*** Data excerpts ***

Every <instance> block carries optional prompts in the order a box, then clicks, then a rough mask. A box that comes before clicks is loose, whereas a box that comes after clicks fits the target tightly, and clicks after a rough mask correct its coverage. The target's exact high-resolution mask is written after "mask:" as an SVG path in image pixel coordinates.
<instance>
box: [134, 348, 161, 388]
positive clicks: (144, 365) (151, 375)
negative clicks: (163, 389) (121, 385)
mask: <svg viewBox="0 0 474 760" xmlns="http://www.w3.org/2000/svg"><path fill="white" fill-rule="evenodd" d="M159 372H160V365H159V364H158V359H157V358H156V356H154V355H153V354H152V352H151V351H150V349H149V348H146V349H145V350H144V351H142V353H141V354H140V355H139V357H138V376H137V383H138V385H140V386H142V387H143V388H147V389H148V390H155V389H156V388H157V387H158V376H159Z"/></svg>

*** End of Data excerpts ***

__Problem requirements__
Write every entry out again, exactly as it stands.

__The completed task__
Every <instance> block carries optional prompts in the order a box, then clicks, then a rough mask. A box that comes before clicks is loose, whereas a box that comes after clicks fits the target tightly, and clicks after a rough mask correct its coverage. The target's exact high-resolution mask is written after "mask:" as an SVG path in image pixel coordinates.
<instance>
box: [134, 348, 161, 388]
positive clicks: (144, 365) (151, 375)
negative clicks: (163, 389) (121, 385)
mask: <svg viewBox="0 0 474 760" xmlns="http://www.w3.org/2000/svg"><path fill="white" fill-rule="evenodd" d="M159 372H160V365H159V364H158V359H157V358H156V356H154V355H153V354H152V352H151V351H150V349H149V348H146V349H145V350H144V351H142V353H141V354H140V355H139V357H138V376H137V383H138V385H140V386H142V387H143V388H147V389H148V390H155V389H156V388H157V387H158V376H159Z"/></svg>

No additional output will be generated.